PROBLEM DESCRIPTION:
Please pull every line of text out of the material below and reproduce it word for word, leaving the pictures out of your answer.

EXTRACTED ENTRIES:

++++++++++++++++++++

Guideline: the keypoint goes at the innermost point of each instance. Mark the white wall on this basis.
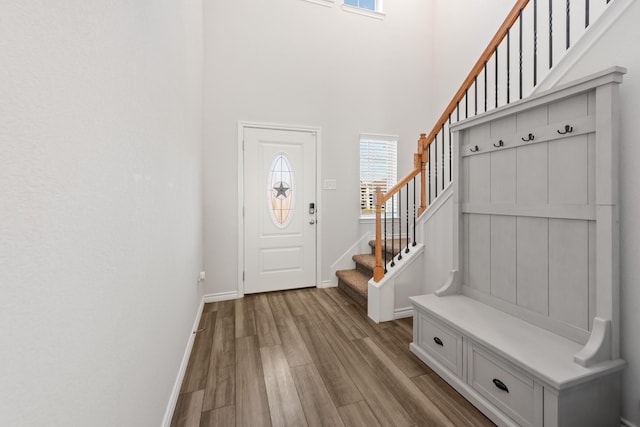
(462, 30)
(100, 207)
(619, 47)
(295, 62)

++++++++++++++++++++

RESPONSE FOR THIS EXERCISE:
Guideline: the keypoint goes at the innermost point of each instance. Mark the white wall on this basis.
(462, 30)
(100, 207)
(619, 47)
(295, 62)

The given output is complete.